▸ **EXCERPT PROVIDED**
[BEGIN]
Buffalo Indians and Warpaths

 



This is my interpretation of how the area might once have looked when still pristine,
 this is the South Fork of The Licking River near Morgan.

 

 

 

A SKETCH:  GENERAL CLARK AND BUFFALO TRAILS, INDIAN AND PIONEER WARPATHS
NEAR MORGAN, KY., COVINGTON and CINCINNATI
Revised 1978 by Ewing O. Cossaboom.  Copied from the Falmouth Outlook, 1984

Pendleton County Historical & Genealogical Society News Letters
Volume II, Issue IV, December 1995
Volume III, Issue I, March 1996

Transcribed with permission by Bonnie Snow

Thanks so much to the Pendleton County Historical & Genealogical Society & The Falmouth Outlook!

 

 

"I his book "Pioneer Kentucky", Willard R. Jillson, has described in a book of historical wonderment "the physical aspect of Kentucky" before the pioneers.

I was born at Millersburg, Kentucky on the Hinston fork of the South Licking River (near Blue Licks).  I spent a good part of my life at Morgan, Kentucky in the beautiful South Licking River Valley, and practiced law with a law office in Cincinnati which overlooked the Licking River flowing into the Ohio at the Point.  Little did I realize that prehistoric buffalo trails, Indian and Pioneer war paths had existed where I was now walking and looking, but thanks to Jillson, new vistas for lovers of history have now been opened.

I have tried to pinpoint a few specific localities for the modern day traveler that were referred to generally by Jillson in "Pioneer Kentucky".

Unfortunately, this great work is now out of print and very difficult to locate in order to read.  This is the reason that such long quotations from Pioneer Kentucky are included."
[END]
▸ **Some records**
[BEGIN]
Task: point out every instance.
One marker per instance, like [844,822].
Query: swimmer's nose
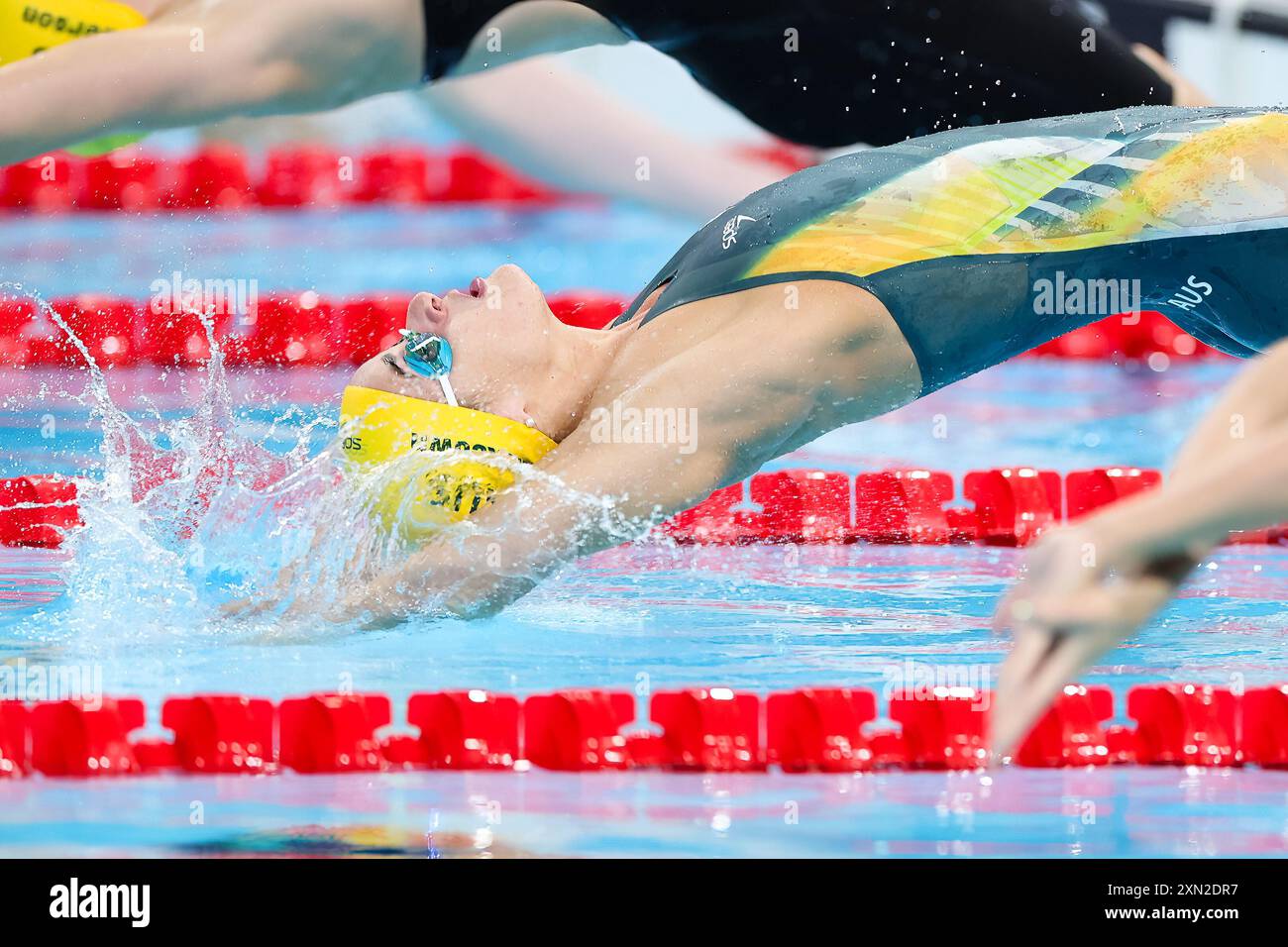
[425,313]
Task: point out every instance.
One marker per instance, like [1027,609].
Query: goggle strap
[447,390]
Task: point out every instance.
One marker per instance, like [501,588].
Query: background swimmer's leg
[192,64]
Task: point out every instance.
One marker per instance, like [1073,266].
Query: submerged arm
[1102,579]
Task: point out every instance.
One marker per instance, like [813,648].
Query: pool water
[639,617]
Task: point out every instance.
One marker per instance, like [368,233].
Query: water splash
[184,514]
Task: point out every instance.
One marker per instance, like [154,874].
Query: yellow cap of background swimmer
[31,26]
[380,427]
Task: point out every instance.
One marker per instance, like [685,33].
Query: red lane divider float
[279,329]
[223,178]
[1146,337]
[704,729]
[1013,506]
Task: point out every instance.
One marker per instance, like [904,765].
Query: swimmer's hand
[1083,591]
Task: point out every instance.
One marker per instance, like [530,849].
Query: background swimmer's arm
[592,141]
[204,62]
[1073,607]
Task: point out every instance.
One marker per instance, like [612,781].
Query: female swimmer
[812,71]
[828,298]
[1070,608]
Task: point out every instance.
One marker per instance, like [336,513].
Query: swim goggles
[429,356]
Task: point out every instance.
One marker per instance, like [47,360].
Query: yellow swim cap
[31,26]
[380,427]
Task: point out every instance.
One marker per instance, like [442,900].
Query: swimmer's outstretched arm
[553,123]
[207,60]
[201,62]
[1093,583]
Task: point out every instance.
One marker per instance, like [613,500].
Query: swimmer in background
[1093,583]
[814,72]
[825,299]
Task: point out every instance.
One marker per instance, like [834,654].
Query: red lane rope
[END]
[BEGIN]
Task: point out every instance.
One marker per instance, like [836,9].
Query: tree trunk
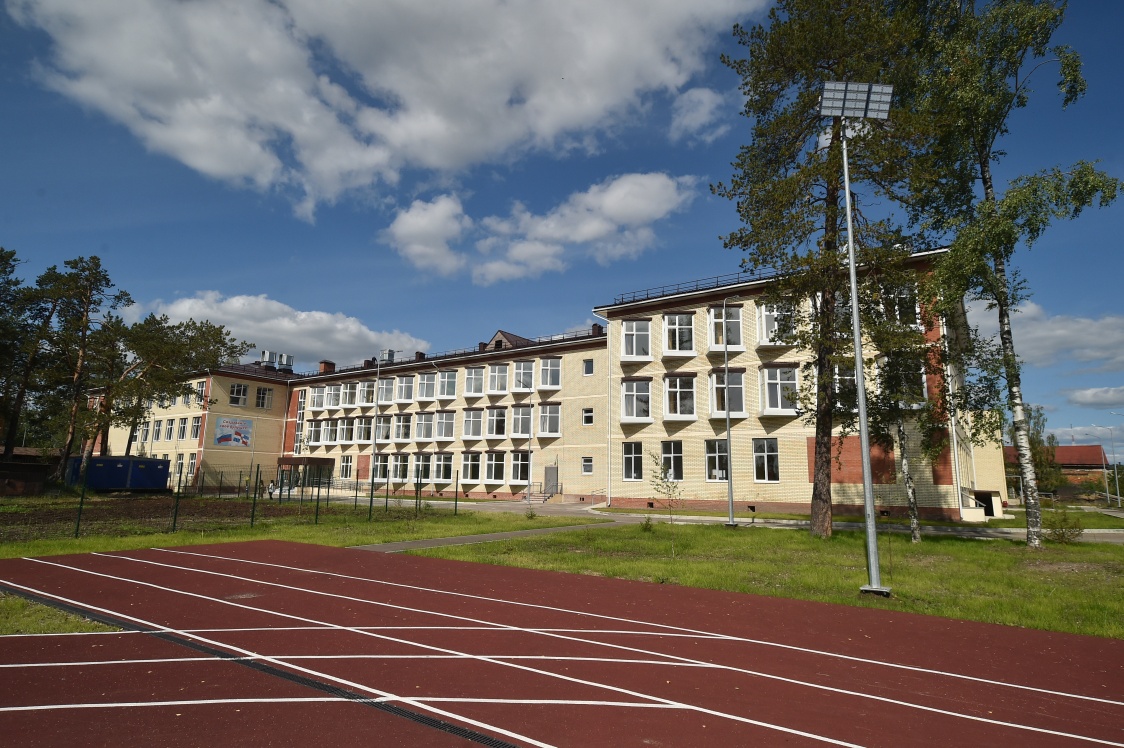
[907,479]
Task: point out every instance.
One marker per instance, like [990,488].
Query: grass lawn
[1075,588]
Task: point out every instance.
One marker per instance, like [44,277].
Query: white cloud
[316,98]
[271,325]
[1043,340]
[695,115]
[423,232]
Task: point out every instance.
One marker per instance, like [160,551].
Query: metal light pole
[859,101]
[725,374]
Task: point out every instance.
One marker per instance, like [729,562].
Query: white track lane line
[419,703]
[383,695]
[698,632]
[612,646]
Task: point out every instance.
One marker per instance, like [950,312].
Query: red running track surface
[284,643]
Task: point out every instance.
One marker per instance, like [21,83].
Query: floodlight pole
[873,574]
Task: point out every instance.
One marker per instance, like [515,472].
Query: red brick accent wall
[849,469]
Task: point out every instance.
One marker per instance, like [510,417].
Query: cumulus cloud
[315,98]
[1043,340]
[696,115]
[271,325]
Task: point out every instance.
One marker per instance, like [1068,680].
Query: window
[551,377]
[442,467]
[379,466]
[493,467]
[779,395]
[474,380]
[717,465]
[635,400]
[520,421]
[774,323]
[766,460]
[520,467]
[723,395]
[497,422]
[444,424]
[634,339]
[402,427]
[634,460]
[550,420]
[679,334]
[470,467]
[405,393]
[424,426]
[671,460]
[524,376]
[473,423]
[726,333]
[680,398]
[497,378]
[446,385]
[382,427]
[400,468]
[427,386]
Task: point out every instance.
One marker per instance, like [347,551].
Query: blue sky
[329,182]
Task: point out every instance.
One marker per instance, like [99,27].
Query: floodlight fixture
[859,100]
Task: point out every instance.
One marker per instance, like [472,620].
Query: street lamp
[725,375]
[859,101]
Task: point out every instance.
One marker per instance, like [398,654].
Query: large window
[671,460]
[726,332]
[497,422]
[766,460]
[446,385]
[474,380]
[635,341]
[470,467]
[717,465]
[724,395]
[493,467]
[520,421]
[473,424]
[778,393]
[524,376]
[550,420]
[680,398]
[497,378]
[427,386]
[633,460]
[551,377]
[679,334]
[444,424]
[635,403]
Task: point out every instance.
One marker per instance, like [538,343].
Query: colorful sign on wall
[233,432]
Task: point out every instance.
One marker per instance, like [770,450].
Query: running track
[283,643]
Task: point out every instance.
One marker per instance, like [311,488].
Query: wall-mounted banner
[END]
▸ **EXERCISES**
1) In the excerpt on buffalo trails and warpaths, where was the writer born?
2) Rewrite the passage of the buffalo trails excerpt starting at "I was born at" and ending at "now been opened.", changing "beautiful" to "scenic".

▸ **SOLUTIONS TO THE PROBLEMS**
1) At Millersburg, Kentucky, on the Hinston fork of the South Licking River, near Blue Licks.

2)
I was born at Millersburg, Kentucky on the Hinston fork of the South Licking River (near Blue Licks).  I spent a good part of my life at Morgan, Kentucky in the scenic South Licking River Valley, and practiced law with a law office in Cincinnati which overlooked the Licking River flowing into the Ohio at the Point.  Little did I realize that prehistoric buffalo trails, Indian and Pioneer war paths had existed where I was now walking and looking, but thanks to Jillson, new vistas for lovers of history have now been opened.